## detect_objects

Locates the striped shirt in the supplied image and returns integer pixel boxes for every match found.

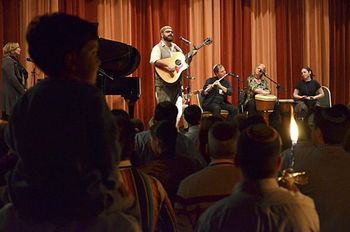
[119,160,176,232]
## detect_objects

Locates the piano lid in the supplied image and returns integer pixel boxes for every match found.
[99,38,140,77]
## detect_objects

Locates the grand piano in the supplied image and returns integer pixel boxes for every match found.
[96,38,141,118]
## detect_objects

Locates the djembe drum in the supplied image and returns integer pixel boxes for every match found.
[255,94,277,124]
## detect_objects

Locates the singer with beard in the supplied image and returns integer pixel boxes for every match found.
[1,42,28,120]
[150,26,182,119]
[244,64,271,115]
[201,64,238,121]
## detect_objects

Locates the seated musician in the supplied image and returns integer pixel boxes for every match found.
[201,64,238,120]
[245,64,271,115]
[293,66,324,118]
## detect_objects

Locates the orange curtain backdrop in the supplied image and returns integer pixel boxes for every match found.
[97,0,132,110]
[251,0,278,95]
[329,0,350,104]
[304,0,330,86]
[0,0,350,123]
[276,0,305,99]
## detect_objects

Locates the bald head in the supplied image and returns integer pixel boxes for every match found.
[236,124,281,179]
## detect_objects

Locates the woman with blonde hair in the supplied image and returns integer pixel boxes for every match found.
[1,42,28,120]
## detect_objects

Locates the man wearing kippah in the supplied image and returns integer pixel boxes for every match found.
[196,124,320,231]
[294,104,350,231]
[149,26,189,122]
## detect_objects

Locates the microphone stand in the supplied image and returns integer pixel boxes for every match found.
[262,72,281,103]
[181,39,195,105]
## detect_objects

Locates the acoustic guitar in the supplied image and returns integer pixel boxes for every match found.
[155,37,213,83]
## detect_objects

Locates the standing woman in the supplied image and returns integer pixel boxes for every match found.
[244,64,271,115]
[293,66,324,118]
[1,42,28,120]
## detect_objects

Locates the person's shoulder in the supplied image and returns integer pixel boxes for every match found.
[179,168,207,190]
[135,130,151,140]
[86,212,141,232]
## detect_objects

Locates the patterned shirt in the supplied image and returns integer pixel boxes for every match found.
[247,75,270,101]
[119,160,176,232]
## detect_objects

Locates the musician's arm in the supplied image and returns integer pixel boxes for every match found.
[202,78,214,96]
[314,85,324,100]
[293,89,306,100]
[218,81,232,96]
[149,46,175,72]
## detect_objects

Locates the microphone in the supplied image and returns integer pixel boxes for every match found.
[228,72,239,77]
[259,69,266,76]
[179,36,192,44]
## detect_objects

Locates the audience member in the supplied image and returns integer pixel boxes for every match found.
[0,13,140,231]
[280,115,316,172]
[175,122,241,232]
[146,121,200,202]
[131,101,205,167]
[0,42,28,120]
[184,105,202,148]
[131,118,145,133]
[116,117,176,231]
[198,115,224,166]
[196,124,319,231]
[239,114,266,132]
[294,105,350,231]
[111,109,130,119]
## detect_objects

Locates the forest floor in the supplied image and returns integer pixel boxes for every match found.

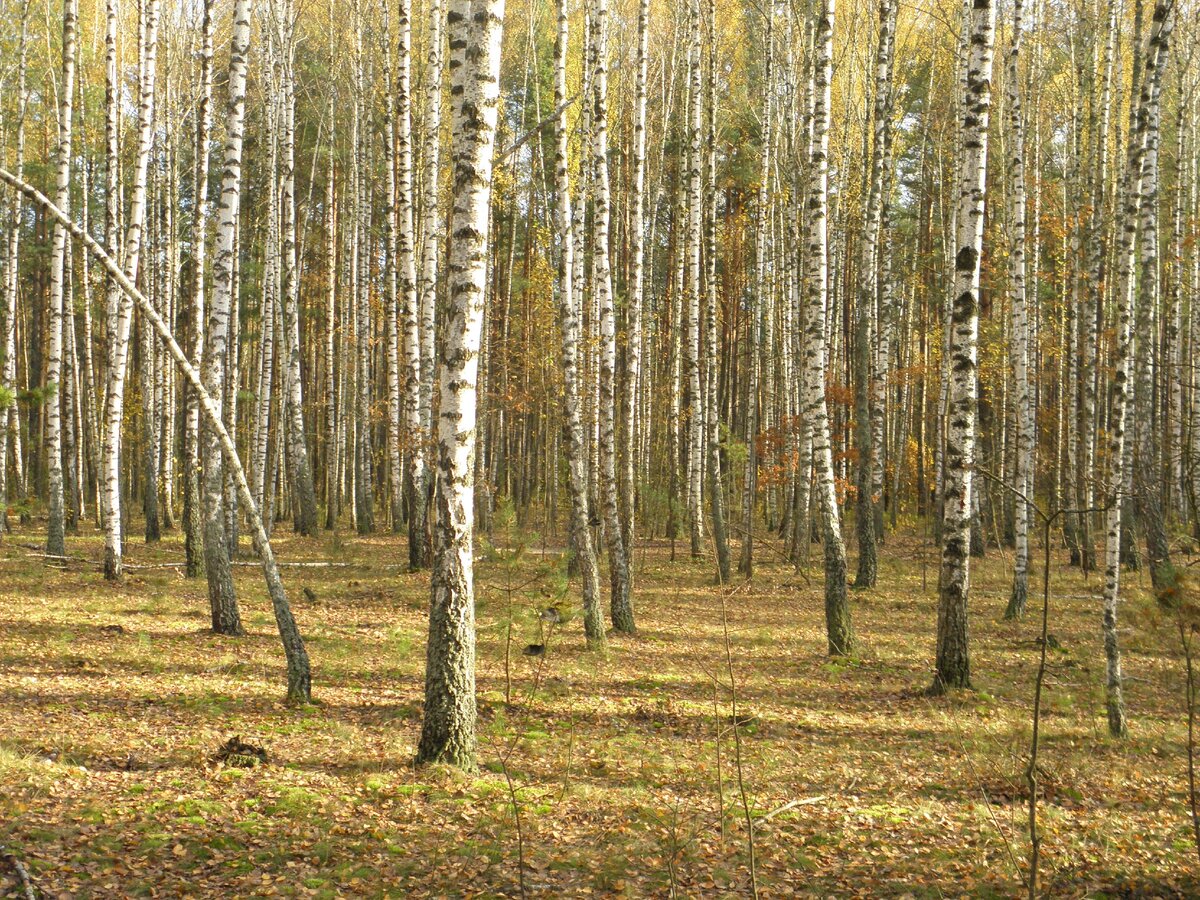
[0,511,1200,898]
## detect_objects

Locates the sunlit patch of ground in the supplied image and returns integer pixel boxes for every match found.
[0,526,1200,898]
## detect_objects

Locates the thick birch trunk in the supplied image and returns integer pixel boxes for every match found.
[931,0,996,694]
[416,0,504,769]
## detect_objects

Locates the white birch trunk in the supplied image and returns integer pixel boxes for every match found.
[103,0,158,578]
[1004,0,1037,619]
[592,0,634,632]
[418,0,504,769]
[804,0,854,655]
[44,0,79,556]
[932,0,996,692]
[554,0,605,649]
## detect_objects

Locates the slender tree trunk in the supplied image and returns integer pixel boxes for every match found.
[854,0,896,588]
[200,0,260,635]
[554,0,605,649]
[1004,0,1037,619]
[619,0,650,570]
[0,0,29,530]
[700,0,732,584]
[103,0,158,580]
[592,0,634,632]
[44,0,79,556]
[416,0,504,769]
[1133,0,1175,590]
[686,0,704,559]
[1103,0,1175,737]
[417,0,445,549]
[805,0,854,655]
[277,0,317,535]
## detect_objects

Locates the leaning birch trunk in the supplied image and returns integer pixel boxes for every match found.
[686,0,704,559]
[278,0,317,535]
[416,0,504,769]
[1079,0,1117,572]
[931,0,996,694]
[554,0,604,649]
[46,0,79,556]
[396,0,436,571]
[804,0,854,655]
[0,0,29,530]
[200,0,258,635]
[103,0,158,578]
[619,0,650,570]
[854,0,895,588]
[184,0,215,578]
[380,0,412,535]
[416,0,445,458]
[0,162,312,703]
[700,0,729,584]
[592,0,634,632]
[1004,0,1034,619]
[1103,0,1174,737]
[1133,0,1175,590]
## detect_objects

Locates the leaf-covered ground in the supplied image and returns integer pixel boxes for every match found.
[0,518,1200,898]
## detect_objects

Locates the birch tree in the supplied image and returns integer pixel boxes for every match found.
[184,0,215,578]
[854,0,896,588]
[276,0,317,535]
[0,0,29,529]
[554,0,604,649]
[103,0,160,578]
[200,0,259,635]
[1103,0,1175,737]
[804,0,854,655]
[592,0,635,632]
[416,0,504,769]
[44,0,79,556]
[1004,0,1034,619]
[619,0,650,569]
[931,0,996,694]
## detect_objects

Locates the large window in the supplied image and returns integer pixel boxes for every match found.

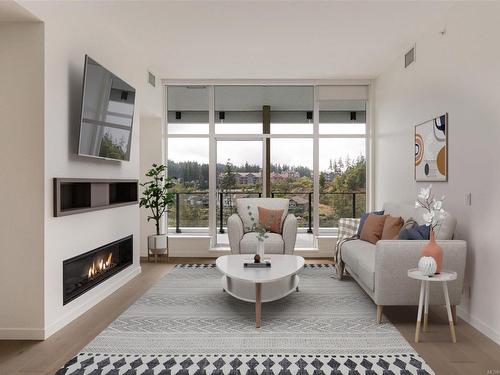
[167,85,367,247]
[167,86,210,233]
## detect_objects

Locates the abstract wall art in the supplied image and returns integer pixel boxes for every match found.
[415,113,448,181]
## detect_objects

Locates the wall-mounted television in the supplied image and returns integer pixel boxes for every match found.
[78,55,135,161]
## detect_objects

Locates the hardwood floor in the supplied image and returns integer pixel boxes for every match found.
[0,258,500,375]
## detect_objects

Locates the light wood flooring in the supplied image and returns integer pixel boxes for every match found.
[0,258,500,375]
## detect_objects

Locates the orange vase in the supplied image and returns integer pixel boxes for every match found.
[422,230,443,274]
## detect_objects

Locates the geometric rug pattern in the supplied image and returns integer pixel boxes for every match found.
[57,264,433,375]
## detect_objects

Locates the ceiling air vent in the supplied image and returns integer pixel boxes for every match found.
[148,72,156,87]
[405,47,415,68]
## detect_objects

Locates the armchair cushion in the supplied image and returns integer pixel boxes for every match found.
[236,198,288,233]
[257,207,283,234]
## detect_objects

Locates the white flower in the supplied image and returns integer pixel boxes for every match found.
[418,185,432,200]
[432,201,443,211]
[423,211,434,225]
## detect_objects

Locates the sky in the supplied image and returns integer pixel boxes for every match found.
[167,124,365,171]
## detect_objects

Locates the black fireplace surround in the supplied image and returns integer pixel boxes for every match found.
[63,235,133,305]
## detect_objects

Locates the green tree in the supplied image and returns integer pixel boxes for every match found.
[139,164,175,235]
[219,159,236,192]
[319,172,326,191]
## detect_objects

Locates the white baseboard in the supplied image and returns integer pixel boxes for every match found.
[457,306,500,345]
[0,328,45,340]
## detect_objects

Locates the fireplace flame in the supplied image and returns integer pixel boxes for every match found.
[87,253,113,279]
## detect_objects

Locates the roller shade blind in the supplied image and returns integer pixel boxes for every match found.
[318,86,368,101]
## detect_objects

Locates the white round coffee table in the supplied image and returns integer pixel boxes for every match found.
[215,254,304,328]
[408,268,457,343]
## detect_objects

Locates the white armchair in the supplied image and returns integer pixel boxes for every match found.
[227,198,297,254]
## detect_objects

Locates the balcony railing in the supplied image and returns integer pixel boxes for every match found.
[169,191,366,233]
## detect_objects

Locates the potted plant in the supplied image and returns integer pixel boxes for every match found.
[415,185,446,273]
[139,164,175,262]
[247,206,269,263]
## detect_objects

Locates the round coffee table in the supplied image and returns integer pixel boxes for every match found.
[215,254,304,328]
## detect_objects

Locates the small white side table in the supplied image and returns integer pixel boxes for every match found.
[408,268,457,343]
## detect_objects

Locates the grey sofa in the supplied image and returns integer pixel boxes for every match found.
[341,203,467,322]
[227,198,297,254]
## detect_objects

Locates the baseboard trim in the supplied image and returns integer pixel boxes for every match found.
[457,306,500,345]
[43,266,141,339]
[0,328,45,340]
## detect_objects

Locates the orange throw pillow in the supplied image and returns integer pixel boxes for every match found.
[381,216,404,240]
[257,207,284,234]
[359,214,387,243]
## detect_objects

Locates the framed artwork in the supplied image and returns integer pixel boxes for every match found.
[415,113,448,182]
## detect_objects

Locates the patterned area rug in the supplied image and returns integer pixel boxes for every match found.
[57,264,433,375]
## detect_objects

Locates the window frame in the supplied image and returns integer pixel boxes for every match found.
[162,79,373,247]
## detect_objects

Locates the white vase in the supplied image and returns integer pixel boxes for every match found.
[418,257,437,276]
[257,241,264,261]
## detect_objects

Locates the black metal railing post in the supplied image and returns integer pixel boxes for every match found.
+ + + + + + +
** TASK BRIEF **
Please set out the stretch from the start of the rows through the line containing "[149,26,189,122]" as a numbered list, skipping blank lines and leaving the pictures out.

** PROBLEM SOLUTION **
1. ## detect_objects
2. Locates the striped shirt in the supplied image and returns integer pixel boxes for every match found.
3. [119,160,176,232]
4. ## detect_objects
5. Locates the piano lid in the supplied image and returns integer pixel boxes for every match found.
6. [99,38,140,77]
7. ## detect_objects
8. Locates the grand piano in the supplied image and returns integer pixel boxes for every match found.
9. [96,38,141,118]
10. ## detect_objects
11. Locates the djembe drum in the supplied image and returns integer pixel boxes for every match found.
12. [255,94,277,124]
13. ## detect_objects
14. Locates the singer with beard in the supplied image and returns integer pixel boxes for every match found.
15. [1,42,28,120]
16. [150,26,182,119]
17. [244,64,271,115]
18. [201,64,238,121]
19. ## detect_objects
20. Locates the seated musician in the supplied image and returns integer pixel boxes for every match found.
21. [201,64,238,120]
22. [245,64,271,115]
23. [293,66,324,118]
24. ## detect_objects
25. Locates the orange curtain backdrop in the supplied image and returns integer pixel boxes for every match found.
26. [97,0,132,110]
27. [251,0,278,95]
28. [329,0,350,104]
29. [304,0,330,86]
30. [0,0,350,123]
31. [276,0,305,99]
32. ## detect_objects
33. Locates the bald head in the supplied image and returns integer pixel boxes for every match found.
34. [236,124,281,179]
35. ## detect_objects
36. Locates the woman with blonde hair in the supplied image and returns integer pixel boxes for every match found.
37. [1,42,28,120]
38. ## detect_objects
39. Locates the man wearing kippah in the supplied image and returns integer pixel boxes for every match found.
40. [196,124,320,231]
41. [294,104,350,231]
42. [149,26,189,122]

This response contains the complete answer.